***** DATASET

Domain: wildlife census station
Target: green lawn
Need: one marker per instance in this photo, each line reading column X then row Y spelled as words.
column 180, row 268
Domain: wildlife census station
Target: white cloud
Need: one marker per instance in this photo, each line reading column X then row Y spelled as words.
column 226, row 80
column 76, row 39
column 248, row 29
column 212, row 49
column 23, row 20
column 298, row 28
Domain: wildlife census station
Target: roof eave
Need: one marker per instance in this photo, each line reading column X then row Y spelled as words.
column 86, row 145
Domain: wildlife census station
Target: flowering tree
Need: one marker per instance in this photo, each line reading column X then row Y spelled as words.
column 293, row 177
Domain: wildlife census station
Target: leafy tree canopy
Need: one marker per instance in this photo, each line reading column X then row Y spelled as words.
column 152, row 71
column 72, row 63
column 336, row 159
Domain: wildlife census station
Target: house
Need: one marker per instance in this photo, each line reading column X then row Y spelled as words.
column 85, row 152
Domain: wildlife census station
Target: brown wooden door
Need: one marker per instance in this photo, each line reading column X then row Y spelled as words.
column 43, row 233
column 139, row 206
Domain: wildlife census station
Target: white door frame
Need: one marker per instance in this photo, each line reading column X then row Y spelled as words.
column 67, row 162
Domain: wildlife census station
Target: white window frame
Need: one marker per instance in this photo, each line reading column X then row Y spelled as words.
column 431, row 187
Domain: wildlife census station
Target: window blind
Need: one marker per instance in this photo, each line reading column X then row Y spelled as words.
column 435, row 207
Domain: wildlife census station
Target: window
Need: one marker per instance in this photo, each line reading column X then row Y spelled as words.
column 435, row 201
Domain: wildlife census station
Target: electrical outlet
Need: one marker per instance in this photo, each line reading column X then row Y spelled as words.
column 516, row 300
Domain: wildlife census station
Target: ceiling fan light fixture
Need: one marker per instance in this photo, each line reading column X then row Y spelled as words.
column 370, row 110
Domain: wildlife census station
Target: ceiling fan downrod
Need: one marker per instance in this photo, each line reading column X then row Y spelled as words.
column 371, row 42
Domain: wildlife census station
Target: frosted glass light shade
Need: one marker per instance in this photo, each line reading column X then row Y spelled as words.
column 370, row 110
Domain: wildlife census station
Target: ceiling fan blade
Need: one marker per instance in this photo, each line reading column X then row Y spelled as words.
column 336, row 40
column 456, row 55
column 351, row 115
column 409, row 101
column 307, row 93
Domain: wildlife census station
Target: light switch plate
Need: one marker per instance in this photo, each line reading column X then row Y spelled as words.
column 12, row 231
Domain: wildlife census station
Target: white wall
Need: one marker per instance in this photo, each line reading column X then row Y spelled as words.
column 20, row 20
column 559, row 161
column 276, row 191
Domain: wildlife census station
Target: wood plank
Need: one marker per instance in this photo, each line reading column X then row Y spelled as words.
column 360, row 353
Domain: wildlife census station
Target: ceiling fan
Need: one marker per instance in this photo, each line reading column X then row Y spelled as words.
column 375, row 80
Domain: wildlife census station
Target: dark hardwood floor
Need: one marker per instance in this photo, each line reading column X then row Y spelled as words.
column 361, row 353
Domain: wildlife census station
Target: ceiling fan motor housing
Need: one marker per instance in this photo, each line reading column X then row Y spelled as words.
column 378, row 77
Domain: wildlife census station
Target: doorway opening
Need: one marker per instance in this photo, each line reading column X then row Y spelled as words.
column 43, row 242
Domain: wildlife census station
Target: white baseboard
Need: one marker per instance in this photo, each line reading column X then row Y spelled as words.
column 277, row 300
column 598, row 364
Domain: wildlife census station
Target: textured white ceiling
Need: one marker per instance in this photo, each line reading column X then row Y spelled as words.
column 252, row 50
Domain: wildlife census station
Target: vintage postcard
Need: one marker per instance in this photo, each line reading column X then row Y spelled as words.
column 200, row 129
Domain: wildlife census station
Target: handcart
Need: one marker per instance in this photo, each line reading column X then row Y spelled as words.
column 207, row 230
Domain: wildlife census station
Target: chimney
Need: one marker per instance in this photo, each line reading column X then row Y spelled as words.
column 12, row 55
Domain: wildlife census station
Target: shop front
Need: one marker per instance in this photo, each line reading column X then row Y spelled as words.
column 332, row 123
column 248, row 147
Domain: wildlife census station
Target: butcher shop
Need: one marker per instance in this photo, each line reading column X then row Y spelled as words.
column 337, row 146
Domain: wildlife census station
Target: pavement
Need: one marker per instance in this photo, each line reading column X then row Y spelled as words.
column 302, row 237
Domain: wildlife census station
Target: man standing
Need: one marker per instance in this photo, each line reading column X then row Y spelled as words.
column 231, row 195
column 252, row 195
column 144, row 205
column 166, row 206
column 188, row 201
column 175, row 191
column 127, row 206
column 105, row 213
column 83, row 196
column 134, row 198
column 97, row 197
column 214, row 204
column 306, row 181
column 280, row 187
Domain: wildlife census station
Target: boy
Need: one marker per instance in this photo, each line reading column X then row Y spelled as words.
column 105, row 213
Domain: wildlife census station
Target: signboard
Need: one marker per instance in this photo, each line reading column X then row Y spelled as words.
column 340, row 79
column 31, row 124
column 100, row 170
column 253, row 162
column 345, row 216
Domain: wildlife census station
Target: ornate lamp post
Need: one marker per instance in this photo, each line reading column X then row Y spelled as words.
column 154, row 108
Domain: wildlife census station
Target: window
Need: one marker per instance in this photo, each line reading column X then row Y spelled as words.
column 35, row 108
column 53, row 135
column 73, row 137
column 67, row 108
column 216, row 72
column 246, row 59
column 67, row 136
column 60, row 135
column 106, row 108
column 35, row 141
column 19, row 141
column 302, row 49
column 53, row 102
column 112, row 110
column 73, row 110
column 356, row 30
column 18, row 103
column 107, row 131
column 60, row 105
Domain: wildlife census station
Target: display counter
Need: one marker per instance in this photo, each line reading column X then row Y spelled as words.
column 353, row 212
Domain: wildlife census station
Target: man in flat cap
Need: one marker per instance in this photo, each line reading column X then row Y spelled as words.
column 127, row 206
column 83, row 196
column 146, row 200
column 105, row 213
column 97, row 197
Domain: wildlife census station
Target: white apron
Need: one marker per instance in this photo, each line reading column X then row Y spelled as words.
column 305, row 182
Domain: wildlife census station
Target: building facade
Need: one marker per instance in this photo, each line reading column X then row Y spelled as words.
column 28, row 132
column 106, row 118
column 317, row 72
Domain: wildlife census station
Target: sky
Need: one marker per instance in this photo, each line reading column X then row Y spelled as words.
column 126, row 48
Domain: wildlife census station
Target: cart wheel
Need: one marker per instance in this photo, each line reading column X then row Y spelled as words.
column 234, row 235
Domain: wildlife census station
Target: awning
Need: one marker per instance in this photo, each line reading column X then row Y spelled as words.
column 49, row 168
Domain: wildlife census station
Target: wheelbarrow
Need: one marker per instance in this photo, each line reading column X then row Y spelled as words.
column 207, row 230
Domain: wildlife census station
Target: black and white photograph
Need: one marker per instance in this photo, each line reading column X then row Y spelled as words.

**********

__WHAT YOU WILL DO__: Render each line of the records above as a row in a Markdown table, with the row number under Position and the line under Text, leaving out blank lines.

__FINISHED ANSWER__:
| Position | Text |
|---|---|
| 1 | Domain: wildlife census station |
| 2 | Target: green lawn |
| 3 | Need: one marker per instance in this photo, each line reading column X then row Y spelled as words. |
| 4 | column 180, row 268 |
| 5 | Domain: wildlife census station |
| 6 | Target: white cloud |
| 7 | Need: one marker per instance in this photo, each line reading column X then row Y spelled as words. |
| 8 | column 226, row 80 |
| 9 | column 76, row 39 |
| 10 | column 248, row 29 |
| 11 | column 212, row 49 |
| 12 | column 23, row 20 |
| 13 | column 298, row 28 |
| 14 | Domain: wildlife census station |
| 15 | Target: roof eave |
| 16 | Need: one marker per instance in this photo, each line reading column X then row Y spelled as words. |
| 17 | column 86, row 145 |
| 18 | Domain: wildlife census station |
| 19 | Target: flowering tree |
| 20 | Need: one marker per instance in this photo, each line reading column X then row Y spelled as words. |
| 21 | column 293, row 177 |
| 22 | Domain: wildlife census station |
| 23 | Target: leafy tree canopy |
| 24 | Need: one marker per instance in this photo, each line reading column X then row Y spelled as words. |
| 25 | column 152, row 71 |
| 26 | column 72, row 63 |
| 27 | column 336, row 159 |
| 28 | Domain: wildlife census station |
| 29 | Target: house |
| 30 | Need: one marker per instance in this photo, each line reading column X then row Y spelled as words. |
| 31 | column 85, row 152 |
| 32 | Domain: wildlife census station |
| 33 | Target: brown wooden door |
| 34 | Need: one marker per instance in this photo, each line reading column X then row Y spelled as words. |
| 35 | column 43, row 233 |
| 36 | column 139, row 206 |
| 37 | Domain: wildlife census station |
| 38 | Target: white door frame |
| 39 | Need: one marker per instance in this photo, each line reading column X then row Y spelled as words. |
| 40 | column 67, row 162 |
| 41 | Domain: wildlife census station |
| 42 | Target: white window frame |
| 43 | Need: one marker per instance in this photo, each line reading column X then row Y spelled as words. |
| 44 | column 431, row 187 |
| 45 | Domain: wildlife census station |
| 46 | Target: window blind |
| 47 | Need: one marker per instance in this photo, each line reading column X then row Y spelled as words. |
| 48 | column 435, row 207 |
| 49 | Domain: wildlife census station |
| 50 | Target: window |
| 51 | Need: one marker per instance in this photo, each line reading column X then row Y spelled as words. |
| 52 | column 435, row 201 |
| 53 | Domain: wildlife census station |
| 54 | Target: electrical outlet |
| 55 | Need: one marker per instance in this photo, each line reading column X then row Y spelled as words. |
| 56 | column 516, row 300 |
| 57 | Domain: wildlife census station |
| 58 | Target: ceiling fan light fixture |
| 59 | Need: one marker per instance in this photo, each line reading column X then row Y spelled as words. |
| 60 | column 370, row 110 |
| 61 | Domain: wildlife census station |
| 62 | Target: ceiling fan downrod |
| 63 | Need: one marker per instance in this photo, each line reading column X then row Y spelled as words. |
| 64 | column 371, row 42 |
| 65 | Domain: wildlife census station |
| 66 | Target: frosted glass light shade |
| 67 | Need: one marker per instance in this photo, each line reading column X then row Y spelled as words. |
| 68 | column 370, row 110 |
| 69 | Domain: wildlife census station |
| 70 | Target: ceiling fan blade |
| 71 | Need: one marker per instance in this photo, each line reading column X then row Y spelled as words. |
| 72 | column 336, row 40 |
| 73 | column 456, row 55 |
| 74 | column 351, row 115 |
| 75 | column 409, row 101 |
| 76 | column 307, row 93 |
| 77 | Domain: wildlife census station |
| 78 | Target: light switch plate |
| 79 | Need: one marker per instance in this photo, each line reading column X then row Y spelled as words. |
| 80 | column 12, row 231 |
| 81 | Domain: wildlife census station |
| 82 | Target: white wall |
| 83 | Need: one marker per instance in this photo, each line reading column X then row Y spelled as words. |
| 84 | column 20, row 20 |
| 85 | column 559, row 161 |
| 86 | column 276, row 191 |
| 87 | Domain: wildlife census station |
| 88 | Target: wood plank |
| 89 | Need: one marker per instance in this photo, each line reading column X then row Y spelled as words. |
| 90 | column 360, row 353 |
| 91 | Domain: wildlife census station |
| 92 | Target: ceiling fan |
| 93 | Need: one marker per instance in this photo, each line reading column X then row Y spelled as words. |
| 94 | column 375, row 80 |
| 95 | Domain: wildlife census station |
| 96 | Target: dark hardwood floor |
| 97 | Need: one marker per instance in this photo, each line reading column X then row Y spelled as words. |
| 98 | column 361, row 353 |
| 99 | Domain: wildlife census station |
| 100 | Target: ceiling fan motor housing |
| 101 | Need: one marker per instance in this photo, each line reading column X then row Y spelled as words. |
| 102 | column 378, row 77 |
| 103 | Domain: wildlife census station |
| 104 | Target: doorway opening |
| 105 | Need: one marker per instance in this photo, each line reading column X then row Y spelled as words. |
| 106 | column 43, row 242 |
| 107 | Domain: wildlife census station |
| 108 | Target: white baseboard |
| 109 | Need: one marker per instance in this photo, each line reading column X then row Y spelled as words. |
| 110 | column 277, row 300 |
| 111 | column 598, row 364 |
| 112 | Domain: wildlife census station |
| 113 | Target: textured white ceiling |
| 114 | Need: one marker per instance in this photo, each line reading column X then row Y spelled as words. |
| 115 | column 252, row 50 |
| 116 | Domain: wildlife census station |
| 117 | Target: vintage postcard |
| 118 | Need: one marker per instance in this photo, each line reading column X then row Y spelled as words. |
| 119 | column 200, row 129 |
| 120 | Domain: wildlife census station |
| 121 | Target: handcart |
| 122 | Need: one marker per instance in this photo, each line reading column X then row Y spelled as words. |
| 123 | column 207, row 230 |
| 124 | Domain: wildlife census station |
| 125 | Target: chimney |
| 126 | Need: one marker per instance in this photo, each line reading column X then row Y spelled as words. |
| 127 | column 12, row 55 |
| 128 | Domain: wildlife census station |
| 129 | Target: shop front |
| 130 | Need: one marker per instance in this photo, each line reading column X then row Y spelled as words. |
| 131 | column 332, row 123 |
| 132 | column 248, row 147 |
| 133 | Domain: wildlife census station |
| 134 | Target: butcher shop |
| 135 | Need: one marker per instance in this photo, each line reading column X then row Y spelled as words. |
| 136 | column 337, row 146 |
| 137 | Domain: wildlife census station |
| 138 | Target: pavement |
| 139 | Need: one marker per instance in this photo, each line reading column X then row Y spelled as words. |
| 140 | column 302, row 237 |
| 141 | Domain: wildlife census station |
| 142 | Target: man standing |
| 143 | Need: one marker per instance in this photo, each line reading column X then row Y spelled as words. |
| 144 | column 231, row 195 |
| 145 | column 252, row 195 |
| 146 | column 144, row 205 |
| 147 | column 166, row 206 |
| 148 | column 188, row 201 |
| 149 | column 175, row 191 |
| 150 | column 127, row 206 |
| 151 | column 105, row 213 |
| 152 | column 83, row 196 |
| 153 | column 134, row 198 |
| 154 | column 97, row 197 |
| 155 | column 214, row 204 |
| 156 | column 306, row 181 |
| 157 | column 280, row 187 |
| 158 | Domain: wildlife census station |
| 159 | Target: boy |
| 160 | Need: one marker per instance in this photo, each line reading column X then row Y spelled as words. |
| 161 | column 105, row 213 |
| 162 | Domain: wildlife census station |
| 163 | Target: signboard |
| 164 | Need: one marker per instance in this photo, each line reading column X then row Y spelled as words. |
| 165 | column 340, row 79 |
| 166 | column 31, row 124 |
| 167 | column 100, row 170 |
| 168 | column 253, row 162 |
| 169 | column 345, row 216 |
| 170 | Domain: wildlife census station |
| 171 | Target: ornate lamp post |
| 172 | Need: one marker per instance in this photo, each line reading column X then row Y spelled as words. |
| 173 | column 154, row 108 |
| 174 | Domain: wildlife census station |
| 175 | Target: window |
| 176 | Need: one marker per instance in this photo, each line reading column X then row Y spelled as words. |
| 177 | column 35, row 108 |
| 178 | column 53, row 135 |
| 179 | column 73, row 137 |
| 180 | column 67, row 108 |
| 181 | column 216, row 72 |
| 182 | column 246, row 59 |
| 183 | column 67, row 136 |
| 184 | column 60, row 135 |
| 185 | column 106, row 108 |
| 186 | column 35, row 141 |
| 187 | column 19, row 141 |
| 188 | column 302, row 49 |
| 189 | column 53, row 102 |
| 190 | column 112, row 110 |
| 191 | column 73, row 110 |
| 192 | column 356, row 30 |
| 193 | column 18, row 103 |
| 194 | column 107, row 131 |
| 195 | column 60, row 105 |
| 196 | Domain: wildlife census station |
| 197 | Target: display counter |
| 198 | Need: one marker per instance in this photo, each line reading column X then row Y spelled as words. |
| 199 | column 353, row 212 |
| 200 | Domain: wildlife census station |
| 201 | Target: man in flat cap |
| 202 | Need: one marker per instance in this photo, each line reading column X then row Y spelled as words. |
| 203 | column 127, row 206 |
| 204 | column 83, row 196 |
| 205 | column 146, row 200 |
| 206 | column 105, row 213 |
| 207 | column 97, row 197 |
| 208 | Domain: wildlife census station |
| 209 | Target: white apron |
| 210 | Need: one marker per instance in this photo, each line reading column X then row Y spelled as words. |
| 211 | column 305, row 182 |
| 212 | Domain: wildlife census station |
| 213 | Target: building facade |
| 214 | Need: one marker per instance in this photo, each line reading column X then row Y spelled as words. |
| 215 | column 28, row 132 |
| 216 | column 106, row 118 |
| 217 | column 317, row 72 |
| 218 | Domain: wildlife census station |
| 219 | Target: sky |
| 220 | Need: one marker per instance in this photo, each line reading column X then row Y spelled as words. |
| 221 | column 126, row 48 |
| 222 | Domain: wildlife census station |
| 223 | Target: cart wheel |
| 224 | Need: one marker per instance in this photo, each line reading column X then row Y spelled as words. |
| 225 | column 234, row 235 |
| 226 | Domain: wildlife census station |
| 227 | Target: awning |
| 228 | Need: one marker per instance in this photo, each line reading column X then row Y spelled as words. |
| 229 | column 49, row 168 |
| 230 | Domain: wildlife census station |
| 231 | Target: wheelbarrow |
| 232 | Need: one marker per instance in this photo, each line reading column X then row Y spelled as words. |
| 233 | column 207, row 230 |
| 234 | Domain: wildlife census station |
| 235 | Target: black and white photograph |
| 236 | Need: one marker per instance in this photo, each line reading column X then row Y spelled as words. |